- PROMPT: Would you restate the entries below word for word, leaving out the images?

Top of LISTED RECORDS

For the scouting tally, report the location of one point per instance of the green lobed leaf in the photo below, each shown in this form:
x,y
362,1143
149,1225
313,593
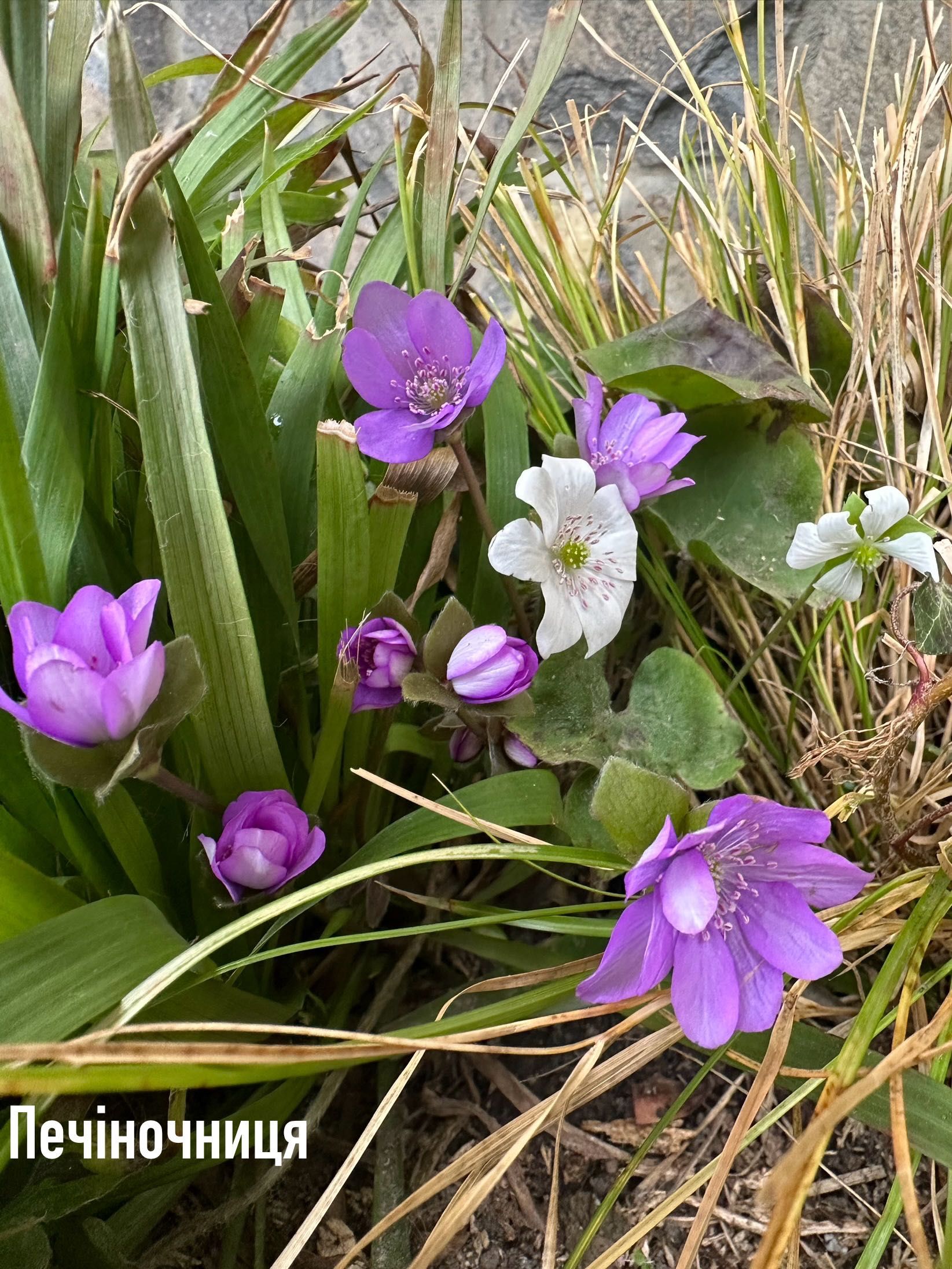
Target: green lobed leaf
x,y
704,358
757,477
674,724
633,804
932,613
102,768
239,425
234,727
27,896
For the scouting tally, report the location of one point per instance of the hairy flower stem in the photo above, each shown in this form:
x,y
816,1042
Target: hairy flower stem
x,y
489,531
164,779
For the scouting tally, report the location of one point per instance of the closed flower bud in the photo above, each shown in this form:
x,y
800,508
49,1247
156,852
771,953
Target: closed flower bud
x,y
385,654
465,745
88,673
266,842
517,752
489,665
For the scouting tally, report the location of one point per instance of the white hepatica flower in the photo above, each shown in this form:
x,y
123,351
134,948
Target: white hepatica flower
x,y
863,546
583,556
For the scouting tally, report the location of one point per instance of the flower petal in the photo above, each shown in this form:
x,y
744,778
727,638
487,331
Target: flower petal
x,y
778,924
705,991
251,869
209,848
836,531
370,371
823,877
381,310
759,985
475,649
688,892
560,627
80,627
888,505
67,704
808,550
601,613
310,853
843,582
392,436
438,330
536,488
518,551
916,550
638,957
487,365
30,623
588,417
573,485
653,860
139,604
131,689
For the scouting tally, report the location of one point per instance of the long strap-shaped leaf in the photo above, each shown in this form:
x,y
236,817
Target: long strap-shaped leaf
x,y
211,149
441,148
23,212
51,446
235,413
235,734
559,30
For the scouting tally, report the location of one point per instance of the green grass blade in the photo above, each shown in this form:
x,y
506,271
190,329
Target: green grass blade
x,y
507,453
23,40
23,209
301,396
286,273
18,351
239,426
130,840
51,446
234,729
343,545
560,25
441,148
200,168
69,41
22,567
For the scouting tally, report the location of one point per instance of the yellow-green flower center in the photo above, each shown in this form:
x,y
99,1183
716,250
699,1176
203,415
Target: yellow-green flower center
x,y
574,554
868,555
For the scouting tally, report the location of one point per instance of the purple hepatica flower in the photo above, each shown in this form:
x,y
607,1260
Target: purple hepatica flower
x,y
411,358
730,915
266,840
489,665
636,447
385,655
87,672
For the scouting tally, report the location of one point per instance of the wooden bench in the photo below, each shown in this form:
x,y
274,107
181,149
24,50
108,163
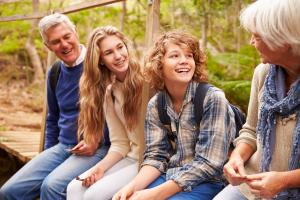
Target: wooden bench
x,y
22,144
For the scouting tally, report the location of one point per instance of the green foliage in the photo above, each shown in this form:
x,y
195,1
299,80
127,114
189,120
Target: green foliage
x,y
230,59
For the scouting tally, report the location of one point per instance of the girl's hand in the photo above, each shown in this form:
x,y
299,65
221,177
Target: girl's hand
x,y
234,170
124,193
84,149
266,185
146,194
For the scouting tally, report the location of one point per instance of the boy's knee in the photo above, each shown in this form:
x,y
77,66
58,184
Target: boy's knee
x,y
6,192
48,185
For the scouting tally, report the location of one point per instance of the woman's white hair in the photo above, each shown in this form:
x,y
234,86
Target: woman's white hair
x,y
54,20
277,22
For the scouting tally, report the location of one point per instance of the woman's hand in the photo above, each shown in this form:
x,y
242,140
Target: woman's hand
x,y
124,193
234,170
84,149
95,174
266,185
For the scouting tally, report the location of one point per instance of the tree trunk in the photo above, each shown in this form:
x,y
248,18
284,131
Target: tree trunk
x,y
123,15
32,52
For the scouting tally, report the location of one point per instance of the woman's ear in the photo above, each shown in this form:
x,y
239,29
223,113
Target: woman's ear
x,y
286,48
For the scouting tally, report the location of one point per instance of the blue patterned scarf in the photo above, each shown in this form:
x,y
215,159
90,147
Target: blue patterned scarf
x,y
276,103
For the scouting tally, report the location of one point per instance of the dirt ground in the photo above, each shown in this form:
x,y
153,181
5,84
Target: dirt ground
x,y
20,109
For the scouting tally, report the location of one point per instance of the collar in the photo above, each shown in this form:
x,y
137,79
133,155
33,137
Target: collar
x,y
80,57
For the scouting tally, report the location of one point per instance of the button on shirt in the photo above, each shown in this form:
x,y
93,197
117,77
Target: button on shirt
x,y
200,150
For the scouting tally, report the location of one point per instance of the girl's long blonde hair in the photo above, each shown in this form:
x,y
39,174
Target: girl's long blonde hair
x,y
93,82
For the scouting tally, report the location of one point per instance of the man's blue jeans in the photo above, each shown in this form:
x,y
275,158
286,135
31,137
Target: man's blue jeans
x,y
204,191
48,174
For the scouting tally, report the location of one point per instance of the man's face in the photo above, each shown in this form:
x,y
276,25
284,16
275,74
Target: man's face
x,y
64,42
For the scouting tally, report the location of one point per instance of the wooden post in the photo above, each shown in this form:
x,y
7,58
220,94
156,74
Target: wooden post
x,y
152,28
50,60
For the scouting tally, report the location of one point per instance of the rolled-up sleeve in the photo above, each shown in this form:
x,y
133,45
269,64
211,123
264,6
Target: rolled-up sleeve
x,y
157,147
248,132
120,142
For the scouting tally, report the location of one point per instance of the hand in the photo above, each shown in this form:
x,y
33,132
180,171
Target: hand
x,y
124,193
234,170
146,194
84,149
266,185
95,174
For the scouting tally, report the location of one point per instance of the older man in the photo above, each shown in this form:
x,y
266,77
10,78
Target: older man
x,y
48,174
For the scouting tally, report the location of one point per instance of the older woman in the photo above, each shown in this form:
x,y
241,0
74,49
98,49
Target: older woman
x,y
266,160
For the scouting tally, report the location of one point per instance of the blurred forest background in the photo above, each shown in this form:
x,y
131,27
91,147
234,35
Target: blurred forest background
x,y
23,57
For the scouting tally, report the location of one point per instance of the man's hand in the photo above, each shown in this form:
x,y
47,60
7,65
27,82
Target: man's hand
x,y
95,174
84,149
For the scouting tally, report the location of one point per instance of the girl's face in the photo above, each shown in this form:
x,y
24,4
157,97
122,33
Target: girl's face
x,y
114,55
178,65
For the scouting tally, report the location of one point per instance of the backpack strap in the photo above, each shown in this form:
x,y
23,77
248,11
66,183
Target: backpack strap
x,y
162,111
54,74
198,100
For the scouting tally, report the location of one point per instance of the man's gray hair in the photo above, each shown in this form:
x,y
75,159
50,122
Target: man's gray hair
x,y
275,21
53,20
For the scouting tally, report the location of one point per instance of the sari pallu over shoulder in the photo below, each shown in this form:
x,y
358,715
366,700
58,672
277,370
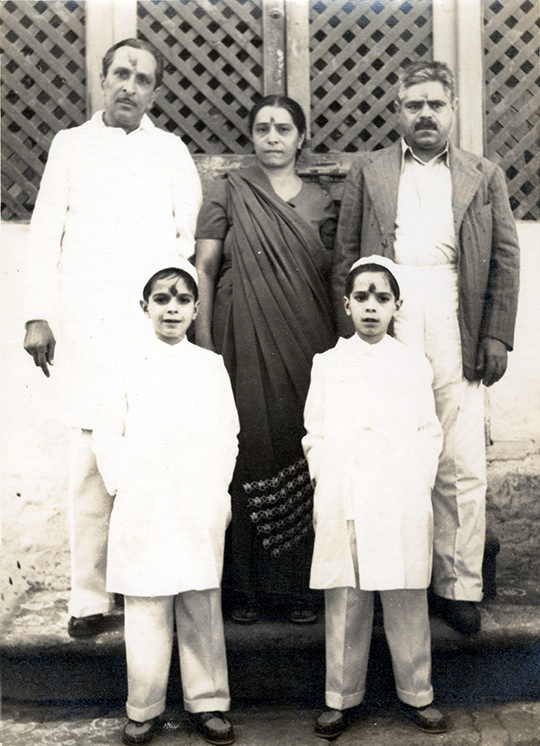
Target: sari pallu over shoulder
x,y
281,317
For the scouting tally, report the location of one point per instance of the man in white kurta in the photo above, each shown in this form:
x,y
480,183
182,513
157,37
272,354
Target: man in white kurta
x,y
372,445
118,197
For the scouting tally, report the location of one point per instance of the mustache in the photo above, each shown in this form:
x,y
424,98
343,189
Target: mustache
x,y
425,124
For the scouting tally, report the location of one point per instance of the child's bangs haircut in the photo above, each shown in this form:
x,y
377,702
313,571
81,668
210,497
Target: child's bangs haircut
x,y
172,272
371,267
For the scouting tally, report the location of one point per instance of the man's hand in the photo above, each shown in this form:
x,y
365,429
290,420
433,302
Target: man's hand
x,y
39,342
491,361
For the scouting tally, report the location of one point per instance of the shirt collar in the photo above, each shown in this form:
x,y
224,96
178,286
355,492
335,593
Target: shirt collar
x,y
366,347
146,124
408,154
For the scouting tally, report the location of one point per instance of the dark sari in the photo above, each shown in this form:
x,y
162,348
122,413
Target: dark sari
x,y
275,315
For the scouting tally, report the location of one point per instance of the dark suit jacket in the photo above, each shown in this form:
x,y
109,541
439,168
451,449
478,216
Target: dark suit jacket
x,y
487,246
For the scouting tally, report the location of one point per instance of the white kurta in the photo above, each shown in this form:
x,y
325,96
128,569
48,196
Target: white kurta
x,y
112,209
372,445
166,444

Bottom of LISTED RECORDS

- TASK RESPONSE:
For the scouting tally, report the location of one point per instance of the green lobed leaf in the photo below, each shown in this form:
x,y
362,1143
149,1225
313,593
Target: green lobed leaf
x,y
704,358
757,477
674,724
633,804
932,613
102,768
239,425
234,727
27,896
For the scouting tally, report the location of one point per instance of the hairy flower stem in the photo above, each shown in this form:
x,y
816,1042
Target: hairy flower stem
x,y
489,531
164,779
For the scouting tally, report the location of one point per instance of the closed flower bud in the photo above, each shown in this form:
x,y
800,508
49,1247
156,852
771,953
Target: closed flower bud
x,y
385,654
465,745
88,673
266,842
517,752
489,665
For the scouting tally, report the location of one point per instance of the white hepatica flower in the photo above, each shown in this form:
x,y
123,351
134,948
Target: white hepatica flower
x,y
863,546
583,556
For the scouting tally, report the location of one point per instance of the flower petal in the photo above, each shown in this form:
x,y
744,778
727,638
487,331
Target: flower petal
x,y
778,924
705,991
251,869
209,848
836,531
370,371
823,877
381,310
759,985
475,649
688,892
560,627
80,627
888,505
67,704
808,550
601,613
310,853
843,582
392,436
438,330
536,488
518,551
916,550
638,957
487,365
30,623
588,417
573,485
653,860
139,604
131,689
For the scouting tally, report the location of one point per instance of the long strap-shaped leaf in the photo above, each shown in this form:
x,y
236,817
Target: long strap-shaped leaf
x,y
211,149
441,148
23,212
51,446
235,413
235,734
559,30
For the scouting tally, report the location of one point per instance of the green grass blade in the photo above, each shown in this form:
x,y
506,271
190,329
Target: green grass blade
x,y
507,453
23,40
23,209
301,396
286,273
18,351
239,426
130,840
51,446
234,729
343,545
560,25
441,148
200,168
69,41
22,567
For the scouting tally, report the location of one point per instance of the yellow-green flower center in the photo above, each shown in this form:
x,y
99,1183
716,250
699,1176
203,415
Target: yellow-green flower center
x,y
574,554
868,555
For the scouting tally, report the location of one point per instance of the purple hepatica flower in the photo above, each shown in this form:
x,y
607,1260
Target: purple hepatica flower
x,y
411,358
730,915
266,840
489,665
636,447
385,655
87,672
For the scouting tally, report the location of one point per instance of the wooden bench in the photo below, each shown in this form:
x,y
274,107
181,149
24,50
108,163
Target: wooden bench
x,y
22,144
For the scouting tally, report the location of one point per instance of the green foliage in the photo above, each shown in this form:
x,y
195,1
299,80
127,114
189,120
Target: green foliage
x,y
230,59
For the scouting tally, report the location of one point per instance of the girl's hand in the photo above, each shown in this form:
x,y
299,65
221,177
Target: girl's hand
x,y
234,170
124,193
84,149
266,185
146,194
For the scouting tally, report the location of one point per instance of the boy's knee in the photo above, each shown in this form:
x,y
77,66
58,184
Target: boy's knee
x,y
6,192
48,185
For the scouting tally, report the location of one point per instance of the woman's white hair in the photo above, each shown in this form:
x,y
234,86
Target: woman's white hair
x,y
54,20
277,22
For the scouting tally, report the location of one point per instance of the woman's hand in the photo above, each shown in this form:
x,y
242,140
Target: woman's hand
x,y
124,193
234,170
84,149
95,174
266,185
For the scouting tally, report the location of one point per instance of the tree trunk in the photo above, each shown in this form:
x,y
248,18
284,131
Target: tree trunk
x,y
123,15
32,52
For the scouting tally, report the location of one point per instance of the woman's ear in the photo above, each shown in this form:
x,y
239,29
223,113
Target: woman's ear
x,y
286,48
For the scouting tally, report the location of one point per instance of the blue patterned scarf in the photo above, each shown in this form:
x,y
215,159
90,147
Target: blue patterned scarf
x,y
276,103
For the scouting tally, report the location of one point per instance of the dirt ground in the photo above, each shown in this form:
x,y
153,181
5,84
Target: dirt ground
x,y
20,109
For the scouting tally, report the location of one point per instance of the collar in the photo above, each shown in this form:
x,y
137,79
133,155
33,137
Target: collar
x,y
80,57
For the scouting tally, report the location of one point per instance of the button on shirt in the photo above, each shown in this form:
x,y
93,197
117,77
Target: button on shirt
x,y
200,150
For the scouting tally, report the location of one point per instance of the girl's long blonde hair in the photo above, each shown in this form:
x,y
39,174
Target: girl's long blonde hair
x,y
93,82
For the scouting tally, report the location of one point per instance of the man's blue jeans in the photo above, each shown in this form:
x,y
275,158
286,135
31,137
Target: man's blue jeans
x,y
204,191
48,174
For the scouting tally, report the location of one point per instance of the man's face in the photo above, each shown in this form:
x,y
276,25
284,16
275,74
Target: man's face
x,y
64,42
For the scouting tally, report the location of one point per instance of the wooden post in the photo above, each shown in this form:
x,y
7,58
220,94
156,74
Target: wooden post
x,y
152,28
50,60
For the scouting tally, report the location of one point per instance of the rolled-up sleeve in the photo above, each shown in this form:
x,y
133,45
269,64
211,123
264,6
Target: rolled-up sleeve
x,y
157,147
248,132
120,142
For the scouting tally, report the location of one point per instance of the hand in the photo above, each shown in this form:
x,y
33,132
180,171
Target: hand
x,y
124,193
234,170
146,194
84,149
266,185
95,174
For the scouting tally, report the location of one point per instance of the older man in the photo above, each shown in this form:
x,y
266,77
10,78
Target: older man
x,y
48,174
For the scouting tally, report the location of one point per instance of the older woman in the photo above, each shown in this form:
x,y
241,0
74,49
98,49
Target: older woman
x,y
266,160
For the scouting tally, report the location of one point per instance of the blurred forest background in the photo above, each shown in this form:
x,y
131,27
91,147
234,35
Target: blurred forest background
x,y
23,57
For the scouting tally, report the location of one point per instance of the man's hand in the photo above, each shown in this form:
x,y
47,60
7,65
27,82
Target: man's hand
x,y
95,174
84,149
For the scouting tally, report the location of one point per instance of the girl's face in the photo above, each shown in this form:
x,y
24,4
157,97
122,33
Target: girl's face
x,y
114,55
178,65
For the scouting tally, report the location of one point per instance of the backpack strap in the photo above, each shown in this form:
x,y
23,77
248,11
66,183
Target: backpack strap
x,y
162,111
54,74
198,100
For the scouting tally, report the location of one point per instance of the man's gray hair in the photo above, each shown in this form:
x,y
75,159
50,122
Target: man's gray hair
x,y
275,21
53,20
For the scouting tally, report the location of one point per instance of the sari pallu over shoulder in the photo below, each shown in this form:
x,y
358,715
366,700
58,672
277,370
Target: sari pallu over shoulder
x,y
281,317
For the scouting tally, report the location of one point per instance of the man in white kurta in the photo above, each shown in this form:
x,y
480,183
182,513
157,37
272,354
Target: man in white kurta
x,y
372,445
118,197
For the scouting tally, report the location of one point per instance of the mustache in the photo above, each shown in this form:
x,y
424,98
343,189
Target: mustache
x,y
425,124
For the scouting tally, report the location of one point per instance of the child's bangs haircut in the photo above, each shown in this form:
x,y
377,702
313,571
81,668
210,497
Target: child's bangs haircut
x,y
172,272
371,267
For the scouting tally, report the location of one point per instance of the man's hand in the photo above, each shown in this form:
x,y
365,429
290,420
433,302
Target: man's hand
x,y
39,342
491,361
For the scouting tally, report the location of one point per instance of the shirt collar in the photo above, each shown in this form:
x,y
224,96
178,286
355,492
335,593
Target: shirt collar
x,y
366,347
146,124
408,154
For the scouting tally, report the location of one point per instance of the dark sari in the photo above, each shown in this form:
x,y
162,348
122,413
Target: dark sari
x,y
275,315
For the scouting tally, report the location of one point per instance of the dark suit jacket in the photo above, each shown in this form:
x,y
109,541
439,168
451,449
478,216
Target: dark suit jacket
x,y
487,246
For the scouting tally, report the location of one point per instance of the white kurta in the photo above, each shown in this form:
x,y
325,96
128,569
48,196
Target: white kurta
x,y
112,209
372,445
166,444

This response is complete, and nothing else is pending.